* _Task requirements_: For each line in the data that includes "person", make a copy.

:: Supplied information

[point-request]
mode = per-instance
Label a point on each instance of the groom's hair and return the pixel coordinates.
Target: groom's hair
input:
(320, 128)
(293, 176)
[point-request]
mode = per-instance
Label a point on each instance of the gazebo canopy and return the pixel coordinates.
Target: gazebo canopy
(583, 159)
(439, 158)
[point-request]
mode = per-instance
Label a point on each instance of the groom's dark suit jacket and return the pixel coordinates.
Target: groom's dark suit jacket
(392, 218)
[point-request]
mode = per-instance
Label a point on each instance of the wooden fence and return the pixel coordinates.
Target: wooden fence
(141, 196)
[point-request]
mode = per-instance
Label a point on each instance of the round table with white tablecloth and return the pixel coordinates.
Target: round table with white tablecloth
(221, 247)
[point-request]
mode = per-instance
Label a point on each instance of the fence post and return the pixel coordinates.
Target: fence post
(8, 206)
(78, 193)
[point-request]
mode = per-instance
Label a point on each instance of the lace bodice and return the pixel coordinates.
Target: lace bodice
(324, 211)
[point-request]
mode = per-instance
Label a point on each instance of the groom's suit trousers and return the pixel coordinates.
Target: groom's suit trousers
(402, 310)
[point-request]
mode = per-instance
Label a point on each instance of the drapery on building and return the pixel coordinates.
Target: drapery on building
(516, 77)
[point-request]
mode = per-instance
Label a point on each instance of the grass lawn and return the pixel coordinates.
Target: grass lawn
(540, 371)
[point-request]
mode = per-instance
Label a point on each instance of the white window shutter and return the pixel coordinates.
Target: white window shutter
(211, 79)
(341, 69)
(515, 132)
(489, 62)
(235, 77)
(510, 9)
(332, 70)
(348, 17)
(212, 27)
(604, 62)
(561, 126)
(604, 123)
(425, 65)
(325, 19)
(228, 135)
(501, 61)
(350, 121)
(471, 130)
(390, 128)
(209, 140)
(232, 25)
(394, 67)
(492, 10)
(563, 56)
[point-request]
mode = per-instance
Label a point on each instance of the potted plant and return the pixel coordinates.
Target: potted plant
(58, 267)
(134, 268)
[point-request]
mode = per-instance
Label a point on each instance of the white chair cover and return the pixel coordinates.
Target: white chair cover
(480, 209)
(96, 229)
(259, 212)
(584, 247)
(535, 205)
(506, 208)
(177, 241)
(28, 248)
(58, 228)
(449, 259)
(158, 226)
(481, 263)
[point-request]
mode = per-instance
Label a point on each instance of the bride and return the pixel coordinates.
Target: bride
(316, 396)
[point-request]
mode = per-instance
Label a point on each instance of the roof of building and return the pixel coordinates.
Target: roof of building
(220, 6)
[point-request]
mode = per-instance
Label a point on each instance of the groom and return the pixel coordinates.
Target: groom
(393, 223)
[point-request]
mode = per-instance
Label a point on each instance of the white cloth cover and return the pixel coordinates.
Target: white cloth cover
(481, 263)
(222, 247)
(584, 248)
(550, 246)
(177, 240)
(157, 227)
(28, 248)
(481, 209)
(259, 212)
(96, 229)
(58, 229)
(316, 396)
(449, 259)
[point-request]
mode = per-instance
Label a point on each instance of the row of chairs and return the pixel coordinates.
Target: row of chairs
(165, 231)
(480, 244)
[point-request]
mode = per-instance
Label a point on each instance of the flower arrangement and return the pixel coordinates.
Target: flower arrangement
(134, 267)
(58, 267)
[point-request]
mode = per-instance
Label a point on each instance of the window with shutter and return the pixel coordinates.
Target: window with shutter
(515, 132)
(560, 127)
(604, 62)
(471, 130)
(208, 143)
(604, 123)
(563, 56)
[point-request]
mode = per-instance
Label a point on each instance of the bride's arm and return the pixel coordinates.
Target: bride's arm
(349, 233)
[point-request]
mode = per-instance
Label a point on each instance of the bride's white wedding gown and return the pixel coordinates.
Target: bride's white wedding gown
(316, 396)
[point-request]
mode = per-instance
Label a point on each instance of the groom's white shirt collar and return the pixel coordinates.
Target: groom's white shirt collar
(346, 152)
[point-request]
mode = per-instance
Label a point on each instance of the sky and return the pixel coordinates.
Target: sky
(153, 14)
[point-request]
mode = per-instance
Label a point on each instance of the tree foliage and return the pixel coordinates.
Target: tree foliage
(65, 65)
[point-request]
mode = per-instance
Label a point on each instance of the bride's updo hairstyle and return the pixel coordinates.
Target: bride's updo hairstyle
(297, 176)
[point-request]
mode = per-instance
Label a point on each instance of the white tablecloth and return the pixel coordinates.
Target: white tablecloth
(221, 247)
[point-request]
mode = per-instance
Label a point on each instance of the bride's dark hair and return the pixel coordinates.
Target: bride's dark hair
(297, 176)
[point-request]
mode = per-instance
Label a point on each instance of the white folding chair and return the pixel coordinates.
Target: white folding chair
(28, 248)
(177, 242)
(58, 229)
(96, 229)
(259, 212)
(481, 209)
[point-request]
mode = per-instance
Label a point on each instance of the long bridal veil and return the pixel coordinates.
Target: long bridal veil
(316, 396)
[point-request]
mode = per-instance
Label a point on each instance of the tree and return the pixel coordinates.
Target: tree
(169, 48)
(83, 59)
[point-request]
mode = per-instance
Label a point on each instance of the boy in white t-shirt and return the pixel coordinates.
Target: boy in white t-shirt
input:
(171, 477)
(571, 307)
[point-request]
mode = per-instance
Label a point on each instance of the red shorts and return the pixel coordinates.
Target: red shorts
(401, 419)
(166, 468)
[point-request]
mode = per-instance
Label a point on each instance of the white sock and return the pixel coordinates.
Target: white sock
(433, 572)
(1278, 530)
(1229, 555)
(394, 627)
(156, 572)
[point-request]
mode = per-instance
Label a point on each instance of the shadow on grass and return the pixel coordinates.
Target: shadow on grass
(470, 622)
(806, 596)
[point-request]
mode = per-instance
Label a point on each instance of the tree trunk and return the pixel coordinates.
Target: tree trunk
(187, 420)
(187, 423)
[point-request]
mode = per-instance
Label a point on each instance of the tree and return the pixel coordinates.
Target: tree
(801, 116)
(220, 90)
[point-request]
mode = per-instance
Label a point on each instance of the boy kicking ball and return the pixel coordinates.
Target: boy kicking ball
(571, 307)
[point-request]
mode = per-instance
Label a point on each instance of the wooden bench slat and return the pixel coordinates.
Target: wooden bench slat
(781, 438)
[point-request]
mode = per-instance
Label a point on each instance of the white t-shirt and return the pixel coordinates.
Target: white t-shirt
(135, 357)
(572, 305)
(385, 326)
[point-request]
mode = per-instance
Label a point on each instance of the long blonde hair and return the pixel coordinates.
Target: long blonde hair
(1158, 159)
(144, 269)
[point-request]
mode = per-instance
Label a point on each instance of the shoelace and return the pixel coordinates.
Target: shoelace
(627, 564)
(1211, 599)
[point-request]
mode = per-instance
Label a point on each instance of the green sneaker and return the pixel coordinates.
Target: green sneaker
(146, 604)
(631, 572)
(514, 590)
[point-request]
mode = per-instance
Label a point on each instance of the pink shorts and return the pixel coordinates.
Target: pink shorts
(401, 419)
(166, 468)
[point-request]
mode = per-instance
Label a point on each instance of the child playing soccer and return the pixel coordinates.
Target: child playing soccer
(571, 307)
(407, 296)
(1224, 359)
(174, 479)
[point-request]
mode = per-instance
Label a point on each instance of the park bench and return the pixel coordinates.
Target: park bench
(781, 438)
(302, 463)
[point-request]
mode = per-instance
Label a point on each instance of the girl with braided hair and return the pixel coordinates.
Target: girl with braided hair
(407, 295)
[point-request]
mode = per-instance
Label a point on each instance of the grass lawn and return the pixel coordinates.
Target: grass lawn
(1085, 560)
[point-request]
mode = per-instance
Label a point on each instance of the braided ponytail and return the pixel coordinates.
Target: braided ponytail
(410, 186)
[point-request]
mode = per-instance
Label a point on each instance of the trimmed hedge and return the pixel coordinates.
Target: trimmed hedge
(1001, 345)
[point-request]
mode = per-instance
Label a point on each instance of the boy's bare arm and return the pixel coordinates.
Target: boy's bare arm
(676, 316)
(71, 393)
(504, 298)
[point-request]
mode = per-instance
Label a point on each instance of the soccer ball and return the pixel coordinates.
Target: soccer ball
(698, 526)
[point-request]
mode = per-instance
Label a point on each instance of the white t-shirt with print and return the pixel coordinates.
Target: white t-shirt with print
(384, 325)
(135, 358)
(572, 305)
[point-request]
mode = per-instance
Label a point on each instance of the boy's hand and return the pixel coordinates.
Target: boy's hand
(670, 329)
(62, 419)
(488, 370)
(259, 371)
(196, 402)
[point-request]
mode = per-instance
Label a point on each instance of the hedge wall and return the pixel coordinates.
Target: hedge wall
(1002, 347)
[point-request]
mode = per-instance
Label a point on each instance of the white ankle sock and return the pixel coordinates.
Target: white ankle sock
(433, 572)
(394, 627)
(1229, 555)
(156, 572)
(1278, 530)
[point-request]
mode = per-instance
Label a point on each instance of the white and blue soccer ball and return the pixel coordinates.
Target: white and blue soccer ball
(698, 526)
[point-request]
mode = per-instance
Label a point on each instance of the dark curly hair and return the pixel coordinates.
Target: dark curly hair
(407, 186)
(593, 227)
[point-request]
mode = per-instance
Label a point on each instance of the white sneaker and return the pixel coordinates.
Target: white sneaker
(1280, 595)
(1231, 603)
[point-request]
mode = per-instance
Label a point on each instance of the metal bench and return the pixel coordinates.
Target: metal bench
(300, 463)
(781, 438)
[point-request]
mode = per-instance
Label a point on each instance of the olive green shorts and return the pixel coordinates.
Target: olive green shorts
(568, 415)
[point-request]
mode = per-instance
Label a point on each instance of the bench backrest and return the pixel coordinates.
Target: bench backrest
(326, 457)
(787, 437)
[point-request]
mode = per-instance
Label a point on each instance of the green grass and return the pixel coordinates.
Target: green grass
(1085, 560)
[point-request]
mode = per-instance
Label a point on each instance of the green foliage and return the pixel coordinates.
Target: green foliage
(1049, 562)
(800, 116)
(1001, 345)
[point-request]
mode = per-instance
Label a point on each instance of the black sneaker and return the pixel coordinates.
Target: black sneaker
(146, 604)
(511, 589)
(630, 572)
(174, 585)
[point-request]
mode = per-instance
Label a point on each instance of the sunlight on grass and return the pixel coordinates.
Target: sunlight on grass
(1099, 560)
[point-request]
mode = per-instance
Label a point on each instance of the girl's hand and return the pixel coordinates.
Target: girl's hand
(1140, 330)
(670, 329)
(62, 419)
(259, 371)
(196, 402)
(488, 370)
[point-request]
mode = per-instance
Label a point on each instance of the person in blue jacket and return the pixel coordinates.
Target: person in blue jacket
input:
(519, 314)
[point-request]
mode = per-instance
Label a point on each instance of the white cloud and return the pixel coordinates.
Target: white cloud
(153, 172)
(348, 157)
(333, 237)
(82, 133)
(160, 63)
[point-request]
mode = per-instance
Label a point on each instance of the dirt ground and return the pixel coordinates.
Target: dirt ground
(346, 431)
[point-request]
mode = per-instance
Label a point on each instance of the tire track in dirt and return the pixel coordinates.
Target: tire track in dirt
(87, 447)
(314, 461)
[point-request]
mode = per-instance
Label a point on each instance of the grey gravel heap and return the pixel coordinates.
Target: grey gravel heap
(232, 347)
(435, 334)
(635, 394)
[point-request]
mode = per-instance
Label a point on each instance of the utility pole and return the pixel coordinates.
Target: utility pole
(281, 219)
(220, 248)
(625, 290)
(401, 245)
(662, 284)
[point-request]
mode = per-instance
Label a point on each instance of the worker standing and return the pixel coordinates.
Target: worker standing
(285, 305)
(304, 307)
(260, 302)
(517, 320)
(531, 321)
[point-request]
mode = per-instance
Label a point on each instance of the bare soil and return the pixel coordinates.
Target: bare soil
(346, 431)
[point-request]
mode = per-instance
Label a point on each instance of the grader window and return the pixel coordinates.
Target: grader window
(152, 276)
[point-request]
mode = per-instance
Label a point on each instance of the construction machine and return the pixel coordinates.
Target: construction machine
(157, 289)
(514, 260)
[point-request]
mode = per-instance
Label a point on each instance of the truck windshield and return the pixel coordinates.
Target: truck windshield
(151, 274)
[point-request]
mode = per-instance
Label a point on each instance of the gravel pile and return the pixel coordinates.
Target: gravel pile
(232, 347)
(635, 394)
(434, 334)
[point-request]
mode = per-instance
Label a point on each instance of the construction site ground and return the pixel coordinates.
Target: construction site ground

::::

* _Result_:
Label a point on each instance of the person in blue jacket and return the pixel coordinates.
Target: person in blue jacket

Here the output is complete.